What the exercise asks | Your copy should begin at the line containing "coordinates: whole pixels, x" and end at the last line of the records; transcribe those lines exactly and leave out every picture.

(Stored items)
====

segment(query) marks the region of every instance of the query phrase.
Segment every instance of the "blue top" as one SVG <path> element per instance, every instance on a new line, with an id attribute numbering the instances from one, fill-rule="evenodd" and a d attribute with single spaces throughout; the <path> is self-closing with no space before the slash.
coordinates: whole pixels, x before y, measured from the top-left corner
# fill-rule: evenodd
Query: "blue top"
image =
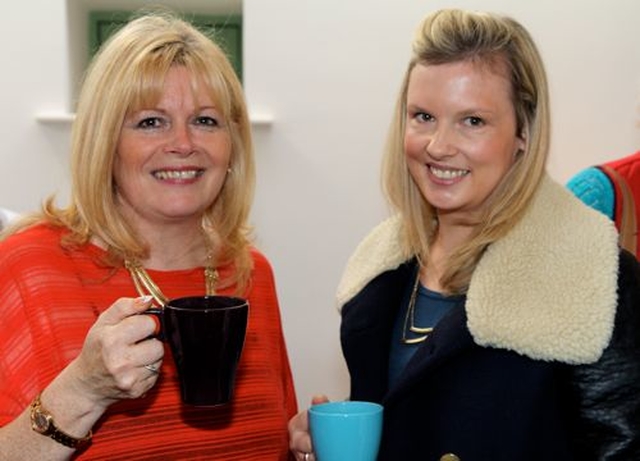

====

Written answer |
coordinates: whole pixels, x before y, measured from the top-left corner
# fill-rule: evenodd
Query: "blue top"
image =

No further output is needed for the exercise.